:: Problem description ::
Omit all pictures. Reproduce exactly the lines from the first line of the records below through the line with "# annotate each instance of the dark".

Natural language region descriptions:
-- Opening Marker --

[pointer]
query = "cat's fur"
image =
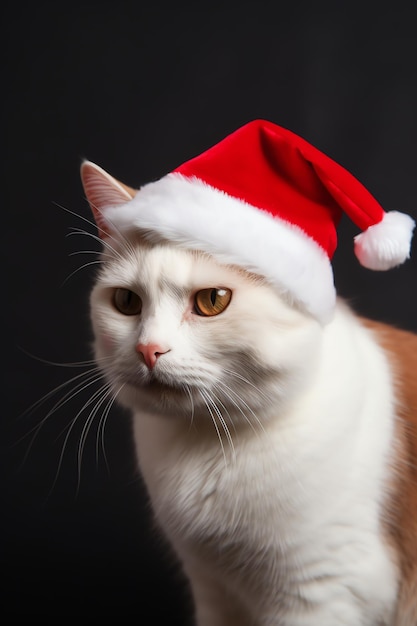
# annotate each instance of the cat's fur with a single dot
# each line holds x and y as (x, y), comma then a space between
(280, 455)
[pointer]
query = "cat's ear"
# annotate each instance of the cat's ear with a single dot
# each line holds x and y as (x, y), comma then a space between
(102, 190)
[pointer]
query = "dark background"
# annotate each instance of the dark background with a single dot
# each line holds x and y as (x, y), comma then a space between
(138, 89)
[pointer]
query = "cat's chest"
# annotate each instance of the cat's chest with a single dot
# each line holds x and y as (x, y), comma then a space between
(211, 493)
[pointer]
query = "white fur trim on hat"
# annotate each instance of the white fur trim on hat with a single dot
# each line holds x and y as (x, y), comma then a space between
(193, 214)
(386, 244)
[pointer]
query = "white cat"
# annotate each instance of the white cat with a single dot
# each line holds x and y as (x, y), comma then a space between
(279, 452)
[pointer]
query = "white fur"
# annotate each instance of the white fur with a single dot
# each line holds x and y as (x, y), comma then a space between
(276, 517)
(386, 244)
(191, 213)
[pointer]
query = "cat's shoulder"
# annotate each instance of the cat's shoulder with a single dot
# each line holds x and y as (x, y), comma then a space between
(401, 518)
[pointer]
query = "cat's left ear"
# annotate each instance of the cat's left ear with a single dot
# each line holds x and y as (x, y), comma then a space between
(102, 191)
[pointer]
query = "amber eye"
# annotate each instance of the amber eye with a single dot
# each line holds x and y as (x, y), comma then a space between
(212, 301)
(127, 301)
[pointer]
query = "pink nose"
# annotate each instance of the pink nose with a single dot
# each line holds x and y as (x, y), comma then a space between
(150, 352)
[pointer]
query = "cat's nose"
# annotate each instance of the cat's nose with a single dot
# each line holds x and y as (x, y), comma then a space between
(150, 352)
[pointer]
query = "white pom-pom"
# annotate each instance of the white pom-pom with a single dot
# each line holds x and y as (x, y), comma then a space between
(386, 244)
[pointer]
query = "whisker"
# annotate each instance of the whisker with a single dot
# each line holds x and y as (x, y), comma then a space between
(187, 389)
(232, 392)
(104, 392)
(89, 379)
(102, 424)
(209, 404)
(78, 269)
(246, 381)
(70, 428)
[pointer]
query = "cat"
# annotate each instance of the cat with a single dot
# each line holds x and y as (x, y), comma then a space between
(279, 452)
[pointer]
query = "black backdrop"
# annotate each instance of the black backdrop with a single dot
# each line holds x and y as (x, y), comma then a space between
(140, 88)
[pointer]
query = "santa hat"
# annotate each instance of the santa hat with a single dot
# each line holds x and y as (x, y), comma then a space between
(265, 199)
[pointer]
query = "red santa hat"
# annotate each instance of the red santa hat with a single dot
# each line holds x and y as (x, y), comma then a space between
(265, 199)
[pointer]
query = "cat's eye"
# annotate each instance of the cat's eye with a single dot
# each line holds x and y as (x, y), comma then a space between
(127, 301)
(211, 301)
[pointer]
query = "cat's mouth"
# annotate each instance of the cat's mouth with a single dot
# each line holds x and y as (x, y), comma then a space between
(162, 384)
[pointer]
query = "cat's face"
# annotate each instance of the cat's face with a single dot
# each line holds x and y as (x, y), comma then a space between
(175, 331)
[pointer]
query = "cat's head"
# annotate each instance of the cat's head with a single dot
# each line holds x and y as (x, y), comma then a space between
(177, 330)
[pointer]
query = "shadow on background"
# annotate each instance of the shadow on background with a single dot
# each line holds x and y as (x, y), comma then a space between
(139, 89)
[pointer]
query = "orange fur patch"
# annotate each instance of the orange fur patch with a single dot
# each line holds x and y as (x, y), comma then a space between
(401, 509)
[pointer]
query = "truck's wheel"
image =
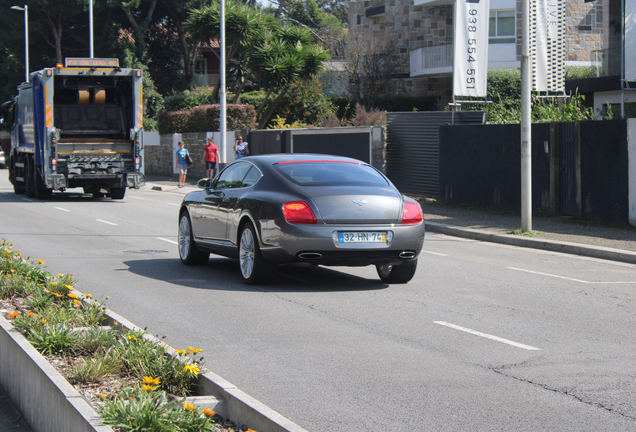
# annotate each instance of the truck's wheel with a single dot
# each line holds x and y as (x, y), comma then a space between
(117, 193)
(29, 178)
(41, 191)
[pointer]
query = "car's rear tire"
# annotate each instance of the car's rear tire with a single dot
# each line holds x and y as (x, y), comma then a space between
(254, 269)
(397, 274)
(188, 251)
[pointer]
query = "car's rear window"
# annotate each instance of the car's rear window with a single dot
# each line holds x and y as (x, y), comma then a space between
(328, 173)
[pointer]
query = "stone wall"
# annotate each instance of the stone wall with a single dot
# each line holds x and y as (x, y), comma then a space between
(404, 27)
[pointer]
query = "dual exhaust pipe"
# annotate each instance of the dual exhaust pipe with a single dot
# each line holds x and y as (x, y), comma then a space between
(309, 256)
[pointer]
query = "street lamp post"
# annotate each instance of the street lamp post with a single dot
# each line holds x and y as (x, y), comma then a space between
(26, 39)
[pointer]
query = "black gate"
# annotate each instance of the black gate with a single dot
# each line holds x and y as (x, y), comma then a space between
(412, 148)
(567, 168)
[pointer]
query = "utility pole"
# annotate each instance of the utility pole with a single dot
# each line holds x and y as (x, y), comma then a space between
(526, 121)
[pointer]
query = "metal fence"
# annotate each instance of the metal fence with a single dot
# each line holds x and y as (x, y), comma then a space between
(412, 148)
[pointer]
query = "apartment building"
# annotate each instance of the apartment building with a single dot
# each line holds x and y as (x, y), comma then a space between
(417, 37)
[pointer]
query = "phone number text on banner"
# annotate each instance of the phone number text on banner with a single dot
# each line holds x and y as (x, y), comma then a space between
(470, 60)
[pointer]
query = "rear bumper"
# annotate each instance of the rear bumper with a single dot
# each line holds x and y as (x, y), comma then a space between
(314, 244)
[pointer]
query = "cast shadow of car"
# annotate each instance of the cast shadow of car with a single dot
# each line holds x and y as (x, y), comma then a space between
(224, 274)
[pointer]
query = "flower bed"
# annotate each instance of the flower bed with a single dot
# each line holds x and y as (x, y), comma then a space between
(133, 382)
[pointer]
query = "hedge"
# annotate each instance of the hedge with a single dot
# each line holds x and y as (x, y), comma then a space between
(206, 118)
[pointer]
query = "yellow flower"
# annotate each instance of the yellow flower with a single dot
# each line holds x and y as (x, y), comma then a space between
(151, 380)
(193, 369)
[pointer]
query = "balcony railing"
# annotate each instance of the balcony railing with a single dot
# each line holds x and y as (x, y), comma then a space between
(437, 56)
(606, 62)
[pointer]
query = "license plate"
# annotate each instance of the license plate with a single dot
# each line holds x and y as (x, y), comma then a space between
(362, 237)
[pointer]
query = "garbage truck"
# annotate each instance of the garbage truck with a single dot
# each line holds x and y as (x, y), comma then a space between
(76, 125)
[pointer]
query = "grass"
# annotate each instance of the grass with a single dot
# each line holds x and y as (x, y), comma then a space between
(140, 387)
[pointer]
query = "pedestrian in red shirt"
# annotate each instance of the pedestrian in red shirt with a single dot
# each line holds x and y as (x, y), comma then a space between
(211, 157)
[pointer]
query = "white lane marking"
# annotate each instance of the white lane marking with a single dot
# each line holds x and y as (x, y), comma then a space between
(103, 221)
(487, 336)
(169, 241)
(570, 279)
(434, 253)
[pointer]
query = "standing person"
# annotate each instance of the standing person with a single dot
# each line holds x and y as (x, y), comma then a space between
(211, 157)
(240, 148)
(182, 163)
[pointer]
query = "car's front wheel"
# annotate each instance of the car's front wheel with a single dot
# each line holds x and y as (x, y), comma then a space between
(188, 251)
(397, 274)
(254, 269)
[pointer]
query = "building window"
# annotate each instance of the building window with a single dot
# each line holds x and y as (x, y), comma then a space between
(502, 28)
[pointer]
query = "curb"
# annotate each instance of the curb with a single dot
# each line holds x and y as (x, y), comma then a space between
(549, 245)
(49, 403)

-- Closing Marker --

:: Your response ::
[pointer]
query = "cat's fur"
image =
# annotate each instance of the cat's fur with a single dot
# each line holds x and y as (x, y), comma then a space between
(280, 455)
[pointer]
query = "cat's ear"
# annotate each instance of the cat's ear with a single dot
# each line holds x and y as (x, y), comma then a space between
(102, 190)
[pointer]
query = "dark background"
# annotate each instance of the dark background with a single dot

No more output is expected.